Stored items
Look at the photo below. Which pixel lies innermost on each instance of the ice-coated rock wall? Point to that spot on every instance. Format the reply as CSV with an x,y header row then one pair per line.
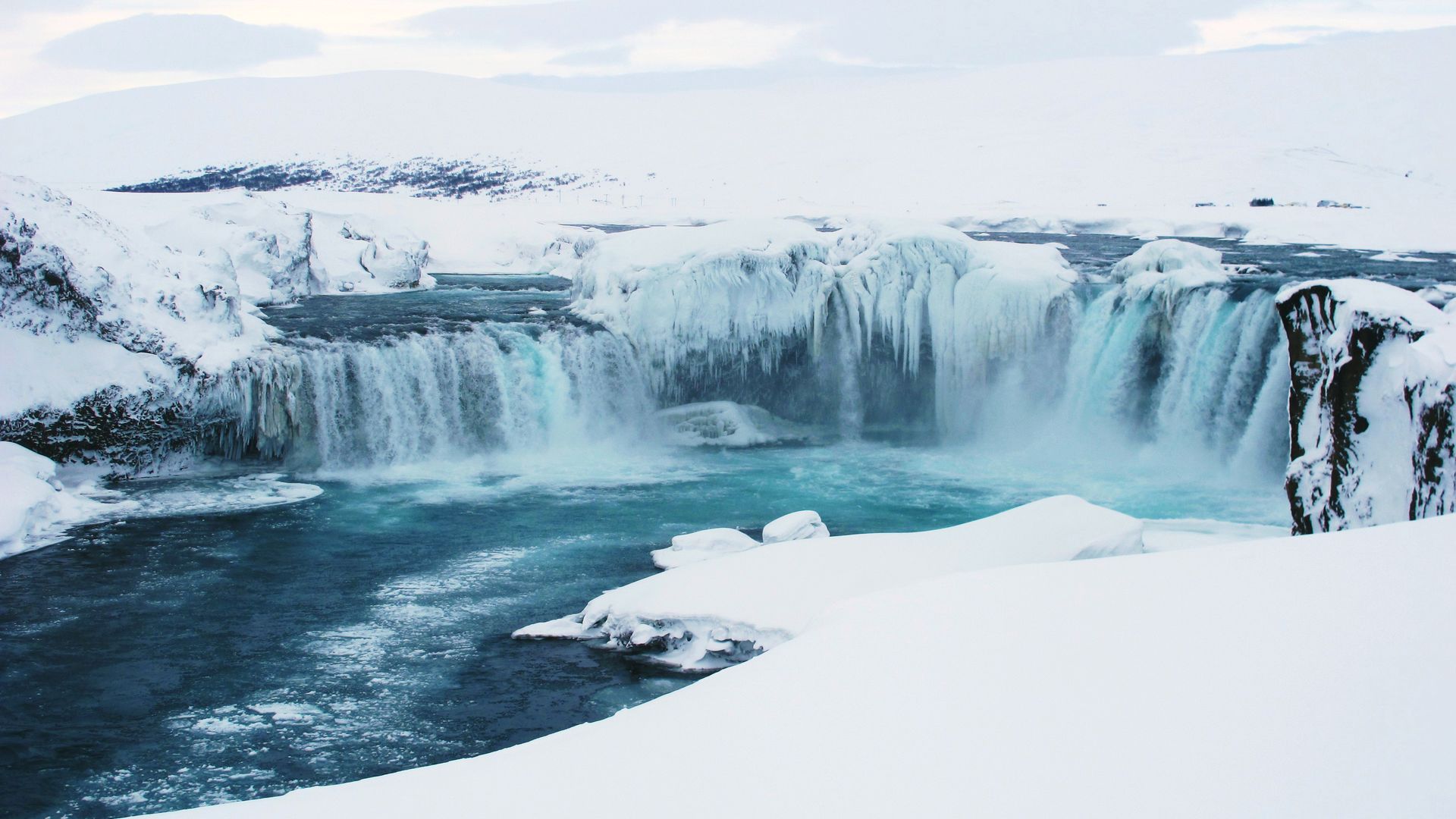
x,y
903,322
1373,387
353,404
107,333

● **Exercise prompt**: Drop the pictures and give every line above again exactly.

● **Exercise result**:
Look at the photo below. Which pixel lies innermost on each instance of the ice-coated rock wall? Point to that spot on every instance. Format the reply as CSV with an x,y header row then one pair per line.
x,y
903,322
1373,387
353,404
107,333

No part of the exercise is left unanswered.